**What this exercise asks**
1/ Decide whether each statement agrees with the B5500 emulator passage, answering yes or no and quoting the words that settle it: (a) the cross-compilers produced from the ported sources are called ALGOLXEM and ESPOLXEM; (b) coding for the emulator started over the Memorial Day weekend at the end of May 2012; (c) Sid McHarg first contacted the writer in early June 2012.
2/ Reproduce the portion of the B5500 emulator passage between "Thinking that the" and "our emulator run.", inclusive.
>> start Extract provided
Thinking that the only way we were going to be able to have system software for the B5500 was to transcribe the source from listings, we were going to need a way to bootstrap object code from that source. Thus, last year I took the manually-transcribed Extended Algol and ESPOL compiler sources and ported them to the Algol variant used by the modern successor to the B5500, Unisys ClearPath MCP systems. That effort was successful, producing what we term the ALGOLXEM and ESPOLXEM cross-compilers, but we were going to need more source code -- lots of it. Alas, it appeared it was going to take us a couple of years' work to prepare enough source code from the scanned listings to be able to make our emulator run.

Despite not having system software in a usable condition, and little hope for having much for a long time, we nonetheless started coding for the emulator itself exactly a year ago, over the (U.S.) Memorial Day weekend at the end of May 2012.

 

And Then the Most Amazing Thing Happened...

Sid McHarg of Seattle, Washington contacted me in early July 2012. I knew Sid slightly from the annual Unisys user conferences. It turns out that Sid is an old B5500 hand, and over the prior year had been working on a B5500 emulator of his own, which he had recently gotten working. Our surprise at finding that someone else was crazy enough to try to emulate this old machine was matched by Sid's surprise that our project existed. That was surpassed only by our surprise to learn that not only did Sid have a working emulator, he had software!
>> end Extract provided
>> start Data excerpt
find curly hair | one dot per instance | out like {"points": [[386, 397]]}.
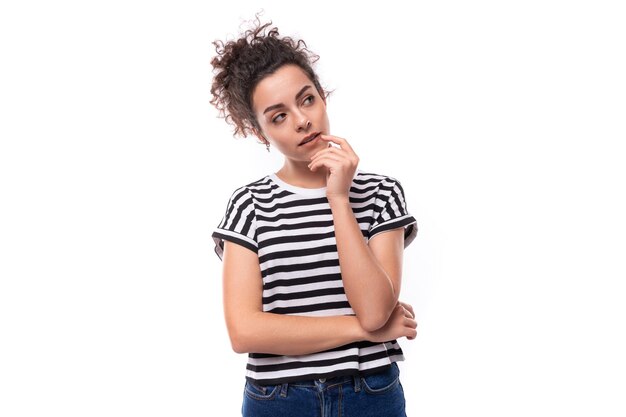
>> end Data excerpt
**Replies**
1/
(a) Yes: "producing what we term the ALGOLXEM and ESPOLXEM cross-compilers"
(b) Yes: "we nonetheless started coding for the emulator itself exactly a year ago, over the (U.S.) Memorial Day weekend at the end of May 2012"
(c) No: "Sid McHarg of Seattle, Washington contacted me in early July 2012"

2/
Thinking that the only way we were going to be able to have system software for the B5500 was to transcribe the source from listings, we were going to need a way to bootstrap object code from that source. Thus, last year I took the manually-transcribed Extended Algol and ESPOL compiler sources and ported them to the Algol variant used by the modern successor to the B5500, Unisys ClearPath MCP systems. That effort was successful, producing what we term the ALGOLXEM and ESPOLXEM cross-compilers, but we were going to need more source code -- lots of it. Alas, it appeared it was going to take us a couple of years' work to prepare enough source code from the scanned listings to be able to make our emulator run.